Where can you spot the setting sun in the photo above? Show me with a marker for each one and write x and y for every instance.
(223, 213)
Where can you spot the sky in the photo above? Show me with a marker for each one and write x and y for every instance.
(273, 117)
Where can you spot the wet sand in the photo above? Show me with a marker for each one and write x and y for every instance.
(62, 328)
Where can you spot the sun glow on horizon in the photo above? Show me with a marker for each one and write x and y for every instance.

※ ※ ※

Exercise requirements —
Copy every line of the data above in full, and shift each x and y coordinate in the answers by -101.

Written response —
Where can you spot the setting sun in the photo above? Show me with a marker for each one and write x and y for every instance.
(122, 112)
Where can you spot the sky in the photo above? Show me with a marker for each one and write x and y for every instance.
(172, 16)
Where can you spot the wet sand in the photo above? Show me with a marker for each one and write x and y for every instance.
(-39, 227)
Where can you spot the sun glow on horizon in the photo above? Show me with a marker for each one and write x and y for every instance.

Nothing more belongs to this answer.